Referring expression data
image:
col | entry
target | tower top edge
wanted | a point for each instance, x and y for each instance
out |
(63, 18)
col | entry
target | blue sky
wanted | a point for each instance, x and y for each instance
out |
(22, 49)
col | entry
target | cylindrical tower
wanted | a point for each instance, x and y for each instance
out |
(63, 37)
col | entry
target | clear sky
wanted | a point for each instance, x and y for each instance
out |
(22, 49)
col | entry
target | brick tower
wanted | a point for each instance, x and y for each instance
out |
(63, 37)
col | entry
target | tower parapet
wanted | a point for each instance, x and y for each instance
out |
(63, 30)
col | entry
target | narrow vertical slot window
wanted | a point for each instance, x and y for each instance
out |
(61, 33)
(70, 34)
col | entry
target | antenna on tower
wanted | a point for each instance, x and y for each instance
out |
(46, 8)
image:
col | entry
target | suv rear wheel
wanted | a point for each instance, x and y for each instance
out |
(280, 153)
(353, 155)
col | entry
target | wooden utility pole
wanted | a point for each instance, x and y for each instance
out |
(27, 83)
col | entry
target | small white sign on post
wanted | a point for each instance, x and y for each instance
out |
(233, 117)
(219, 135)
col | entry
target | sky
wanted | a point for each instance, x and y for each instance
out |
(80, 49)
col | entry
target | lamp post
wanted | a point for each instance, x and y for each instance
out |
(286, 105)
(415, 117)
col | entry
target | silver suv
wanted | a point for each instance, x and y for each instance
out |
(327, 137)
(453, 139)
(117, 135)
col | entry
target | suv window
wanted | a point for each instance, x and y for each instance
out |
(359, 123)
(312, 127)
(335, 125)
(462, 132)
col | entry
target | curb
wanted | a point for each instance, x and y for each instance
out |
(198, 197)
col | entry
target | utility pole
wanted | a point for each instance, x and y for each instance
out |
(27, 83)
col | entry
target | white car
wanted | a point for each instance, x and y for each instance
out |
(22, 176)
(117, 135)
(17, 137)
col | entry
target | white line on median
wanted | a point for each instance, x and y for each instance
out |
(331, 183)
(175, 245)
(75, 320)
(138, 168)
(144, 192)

◆ **Problem details**: Report all lines of the data above that include the string "white".

◆ **Written solution**:
target | small white sign on post
target | white car
target | white line on median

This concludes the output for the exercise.